*Description of the task*. Whatever the records say, set them down exactly.

▽

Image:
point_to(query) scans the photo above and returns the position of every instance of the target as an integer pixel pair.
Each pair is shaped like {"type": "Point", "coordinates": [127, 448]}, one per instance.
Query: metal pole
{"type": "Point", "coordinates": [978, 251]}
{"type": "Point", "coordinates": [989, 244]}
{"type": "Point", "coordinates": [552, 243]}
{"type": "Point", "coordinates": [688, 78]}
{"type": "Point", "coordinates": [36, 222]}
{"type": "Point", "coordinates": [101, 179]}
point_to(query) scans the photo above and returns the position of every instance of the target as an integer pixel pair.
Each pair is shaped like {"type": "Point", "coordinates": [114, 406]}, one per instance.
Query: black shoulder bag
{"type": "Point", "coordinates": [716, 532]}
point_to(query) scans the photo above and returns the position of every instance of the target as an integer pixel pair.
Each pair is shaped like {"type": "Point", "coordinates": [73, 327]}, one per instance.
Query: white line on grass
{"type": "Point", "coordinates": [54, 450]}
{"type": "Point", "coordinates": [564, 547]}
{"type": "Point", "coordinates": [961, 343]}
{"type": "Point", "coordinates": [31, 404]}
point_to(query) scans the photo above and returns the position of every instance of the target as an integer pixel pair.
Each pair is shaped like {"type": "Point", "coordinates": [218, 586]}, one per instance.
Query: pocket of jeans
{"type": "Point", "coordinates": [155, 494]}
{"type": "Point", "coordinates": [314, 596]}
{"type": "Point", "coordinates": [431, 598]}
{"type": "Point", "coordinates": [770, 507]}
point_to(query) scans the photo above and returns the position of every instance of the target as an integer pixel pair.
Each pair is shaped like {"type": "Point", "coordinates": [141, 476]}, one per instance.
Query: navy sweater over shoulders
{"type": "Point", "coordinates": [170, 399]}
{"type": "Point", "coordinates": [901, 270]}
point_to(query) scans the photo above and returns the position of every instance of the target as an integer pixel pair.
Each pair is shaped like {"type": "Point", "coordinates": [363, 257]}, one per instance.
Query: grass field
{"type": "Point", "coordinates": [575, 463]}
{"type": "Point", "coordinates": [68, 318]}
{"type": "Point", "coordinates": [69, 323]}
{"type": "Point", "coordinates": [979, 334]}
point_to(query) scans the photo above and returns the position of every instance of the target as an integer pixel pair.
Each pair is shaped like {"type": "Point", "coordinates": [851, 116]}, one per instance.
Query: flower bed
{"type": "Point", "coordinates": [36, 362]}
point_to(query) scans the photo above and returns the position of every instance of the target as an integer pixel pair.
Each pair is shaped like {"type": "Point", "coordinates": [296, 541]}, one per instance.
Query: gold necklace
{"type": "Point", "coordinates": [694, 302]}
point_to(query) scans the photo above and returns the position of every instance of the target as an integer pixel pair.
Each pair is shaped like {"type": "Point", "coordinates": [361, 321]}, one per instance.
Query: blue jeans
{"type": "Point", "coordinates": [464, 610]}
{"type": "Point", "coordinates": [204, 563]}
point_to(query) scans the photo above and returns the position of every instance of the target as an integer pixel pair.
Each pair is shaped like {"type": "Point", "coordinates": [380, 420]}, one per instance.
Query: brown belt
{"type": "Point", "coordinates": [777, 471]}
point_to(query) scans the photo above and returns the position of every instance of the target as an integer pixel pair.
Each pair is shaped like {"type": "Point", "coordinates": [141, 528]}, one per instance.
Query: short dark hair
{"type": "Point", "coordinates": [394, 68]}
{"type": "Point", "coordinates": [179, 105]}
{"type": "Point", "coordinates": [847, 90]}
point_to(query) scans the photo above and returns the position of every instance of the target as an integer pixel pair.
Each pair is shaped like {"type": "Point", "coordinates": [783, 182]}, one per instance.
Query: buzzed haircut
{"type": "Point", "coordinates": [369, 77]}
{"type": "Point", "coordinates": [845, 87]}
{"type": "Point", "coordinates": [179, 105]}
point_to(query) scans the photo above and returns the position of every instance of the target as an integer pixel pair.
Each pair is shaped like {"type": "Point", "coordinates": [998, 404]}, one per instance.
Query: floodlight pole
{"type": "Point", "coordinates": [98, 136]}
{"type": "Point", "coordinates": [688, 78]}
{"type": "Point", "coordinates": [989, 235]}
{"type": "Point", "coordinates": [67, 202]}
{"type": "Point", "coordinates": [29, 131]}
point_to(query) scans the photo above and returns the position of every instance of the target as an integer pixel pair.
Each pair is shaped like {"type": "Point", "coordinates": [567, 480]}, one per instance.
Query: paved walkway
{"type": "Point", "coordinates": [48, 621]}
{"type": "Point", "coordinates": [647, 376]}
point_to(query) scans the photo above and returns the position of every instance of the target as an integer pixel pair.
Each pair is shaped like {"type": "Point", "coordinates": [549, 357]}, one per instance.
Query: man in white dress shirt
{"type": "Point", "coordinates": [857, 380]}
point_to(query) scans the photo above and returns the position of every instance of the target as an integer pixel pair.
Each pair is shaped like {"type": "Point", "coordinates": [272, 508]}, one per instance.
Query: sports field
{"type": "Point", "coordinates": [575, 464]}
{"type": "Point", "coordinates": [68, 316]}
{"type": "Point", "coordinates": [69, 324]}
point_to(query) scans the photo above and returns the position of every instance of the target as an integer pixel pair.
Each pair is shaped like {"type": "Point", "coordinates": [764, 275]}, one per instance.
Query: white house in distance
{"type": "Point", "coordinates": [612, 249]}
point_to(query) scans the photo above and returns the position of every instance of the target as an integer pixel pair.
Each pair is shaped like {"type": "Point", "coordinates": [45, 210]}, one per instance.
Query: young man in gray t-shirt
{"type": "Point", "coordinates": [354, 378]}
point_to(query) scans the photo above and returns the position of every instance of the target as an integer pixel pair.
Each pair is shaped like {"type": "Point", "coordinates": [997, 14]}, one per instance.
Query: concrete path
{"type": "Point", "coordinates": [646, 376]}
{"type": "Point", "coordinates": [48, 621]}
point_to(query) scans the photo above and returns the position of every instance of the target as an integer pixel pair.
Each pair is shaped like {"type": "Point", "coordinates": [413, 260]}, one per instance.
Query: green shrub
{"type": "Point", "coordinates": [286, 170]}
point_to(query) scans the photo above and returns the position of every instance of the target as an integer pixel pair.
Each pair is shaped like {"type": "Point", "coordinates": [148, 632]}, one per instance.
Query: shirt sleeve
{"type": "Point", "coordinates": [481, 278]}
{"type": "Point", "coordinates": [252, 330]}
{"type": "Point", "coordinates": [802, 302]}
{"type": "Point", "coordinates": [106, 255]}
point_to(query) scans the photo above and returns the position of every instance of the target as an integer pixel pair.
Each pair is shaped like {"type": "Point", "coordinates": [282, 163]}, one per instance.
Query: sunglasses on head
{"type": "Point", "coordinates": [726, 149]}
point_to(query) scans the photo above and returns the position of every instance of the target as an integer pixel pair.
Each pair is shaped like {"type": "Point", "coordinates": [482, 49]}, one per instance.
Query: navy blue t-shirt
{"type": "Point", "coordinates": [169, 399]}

△

*Solution*.
Image:
point_to(query) scans the photo above and returns the position of every instance of the target as an integer pixel pair.
Each pair is shaped like {"type": "Point", "coordinates": [127, 448]}, one per instance.
Query: metal pole
{"type": "Point", "coordinates": [978, 251]}
{"type": "Point", "coordinates": [989, 244]}
{"type": "Point", "coordinates": [552, 243]}
{"type": "Point", "coordinates": [688, 78]}
{"type": "Point", "coordinates": [36, 222]}
{"type": "Point", "coordinates": [101, 179]}
point_to(query) scans the photo above and returns the position of every instance of the target as an integer pixel pair.
Each pair is shaped like {"type": "Point", "coordinates": [114, 406]}, one per instance.
Query: black shoulder bag
{"type": "Point", "coordinates": [716, 532]}
point_to(query) scans the photo above and returns the position of every instance of the target as an integer pixel pair.
Each pair is shaped like {"type": "Point", "coordinates": [73, 327]}, one per instance.
Query: white line on grass
{"type": "Point", "coordinates": [54, 450]}
{"type": "Point", "coordinates": [564, 547]}
{"type": "Point", "coordinates": [961, 343]}
{"type": "Point", "coordinates": [31, 404]}
point_to(query) scans the photo above and returns the position of every instance of the target as an integer pixel pair.
Each pair is shaped like {"type": "Point", "coordinates": [218, 586]}, one per instance.
Query: pocket of jeans
{"type": "Point", "coordinates": [155, 494]}
{"type": "Point", "coordinates": [314, 596]}
{"type": "Point", "coordinates": [431, 598]}
{"type": "Point", "coordinates": [770, 507]}
point_to(query) scans the photo above and returns the position of every instance of the target as an integer pixel pair.
Each pair is shaped like {"type": "Point", "coordinates": [141, 476]}, one per instance.
Query: navy sweater over shoulders
{"type": "Point", "coordinates": [170, 399]}
{"type": "Point", "coordinates": [901, 270]}
point_to(query) scans the photo above and returns the position of every instance of the target as an integer pixel pair.
Each pair is shaped like {"type": "Point", "coordinates": [363, 257]}, one per instance.
Query: grass field
{"type": "Point", "coordinates": [575, 463]}
{"type": "Point", "coordinates": [68, 318]}
{"type": "Point", "coordinates": [69, 323]}
{"type": "Point", "coordinates": [979, 334]}
point_to(query) scans the photo above and returns the position of every instance of the target as an integer pixel pair.
Each pair is shaped like {"type": "Point", "coordinates": [851, 116]}, one per instance.
Query: flower bed
{"type": "Point", "coordinates": [36, 362]}
point_to(query) scans the photo above and returns the position of every instance of the target as an integer pixel pair.
Each pair is shaped like {"type": "Point", "coordinates": [296, 541]}, one per instance.
Query: gold necklace
{"type": "Point", "coordinates": [694, 302]}
point_to(query) scans the photo above and returns the position of every instance of the target as an integer pixel pair.
Each pair is shaped like {"type": "Point", "coordinates": [361, 321]}, one per instance.
Query: blue jeans
{"type": "Point", "coordinates": [464, 610]}
{"type": "Point", "coordinates": [204, 563]}
point_to(query) scans the photo above and returns the position of every instance of the target as an integer pixel pair.
Each pair is shaped like {"type": "Point", "coordinates": [380, 420]}, one per instance.
Query: brown belt
{"type": "Point", "coordinates": [777, 471]}
point_to(query) scans the photo above and returns the position of every instance of the target as an integer pixel pair.
Each pair is shaped like {"type": "Point", "coordinates": [141, 528]}, one per instance.
Query: short dark hair
{"type": "Point", "coordinates": [394, 68]}
{"type": "Point", "coordinates": [179, 105]}
{"type": "Point", "coordinates": [847, 90]}
point_to(query) scans the photo above and returns the position of every instance of the target as an integer pixel pair.
Each pair is shaped like {"type": "Point", "coordinates": [783, 182]}, one per instance.
Query: buzzed haircut
{"type": "Point", "coordinates": [369, 77]}
{"type": "Point", "coordinates": [845, 87]}
{"type": "Point", "coordinates": [179, 105]}
point_to(query) scans the photo above and returns the position of every instance of the target as an integer pixel pair.
Each pair is shaped like {"type": "Point", "coordinates": [998, 404]}, one per instance.
Query: floodlight pole
{"type": "Point", "coordinates": [98, 136]}
{"type": "Point", "coordinates": [688, 78]}
{"type": "Point", "coordinates": [989, 235]}
{"type": "Point", "coordinates": [67, 202]}
{"type": "Point", "coordinates": [29, 131]}
point_to(query) scans the photo above and returns the position of every instance of the target as an integer pixel pair.
Each pair is shaped like {"type": "Point", "coordinates": [567, 480]}, one per instance.
Query: paved walkway
{"type": "Point", "coordinates": [48, 621]}
{"type": "Point", "coordinates": [647, 376]}
point_to(query) scans the photo above and returns the position of every instance of the target as an integer pixel pair.
Each pair is shaped like {"type": "Point", "coordinates": [549, 357]}, one per instance.
Query: man in white dress shirt
{"type": "Point", "coordinates": [857, 380]}
point_to(query) scans the photo above and returns the position of every instance of the target as an integer pixel pair.
Each pair is shaped like {"type": "Point", "coordinates": [272, 508]}, one per instance.
Query: sports field
{"type": "Point", "coordinates": [575, 464]}
{"type": "Point", "coordinates": [68, 316]}
{"type": "Point", "coordinates": [69, 324]}
point_to(query) scans the photo above and returns the position of every instance of the target as an integer pixel pair.
Each pair is shaped like {"type": "Point", "coordinates": [764, 275]}, one per instance.
Query: white house in distance
{"type": "Point", "coordinates": [612, 249]}
point_to(query) scans the photo above and returns the position of every instance of the target as an integer pixel pair.
Each pair is shaped like {"type": "Point", "coordinates": [45, 210]}, one per instance.
Query: young man in gray t-shirt
{"type": "Point", "coordinates": [354, 378]}
point_to(query) scans the photo above and returns the position of every instance of the target as an integer pixel pair.
Each pair is shaped like {"type": "Point", "coordinates": [997, 14]}, one per instance.
Query: concrete path
{"type": "Point", "coordinates": [646, 376]}
{"type": "Point", "coordinates": [48, 621]}
point_to(query) scans the photo above and returns the position of every instance of the target as an integer pixel pair.
Each pair is shaped like {"type": "Point", "coordinates": [413, 260]}, one per instance.
Query: green shrub
{"type": "Point", "coordinates": [286, 170]}
point_to(query) scans the photo above and returns the position of every instance of the target as an integer pixel pair.
Each pair is shaped like {"type": "Point", "coordinates": [148, 632]}, one per instance.
Query: shirt sleeve
{"type": "Point", "coordinates": [481, 278]}
{"type": "Point", "coordinates": [252, 330]}
{"type": "Point", "coordinates": [802, 302]}
{"type": "Point", "coordinates": [106, 255]}
point_to(query) scans the photo above and returns the position of every instance of the target as an integer pixel pair.
Each pair is shaped like {"type": "Point", "coordinates": [282, 163]}, one per instance.
Query: sunglasses on head
{"type": "Point", "coordinates": [726, 149]}
point_to(query) scans the photo above and returns the position of every instance of the target as an integer pixel pair.
Each pair is shaped like {"type": "Point", "coordinates": [482, 49]}, one per instance.
Query: navy blue t-shirt
{"type": "Point", "coordinates": [169, 399]}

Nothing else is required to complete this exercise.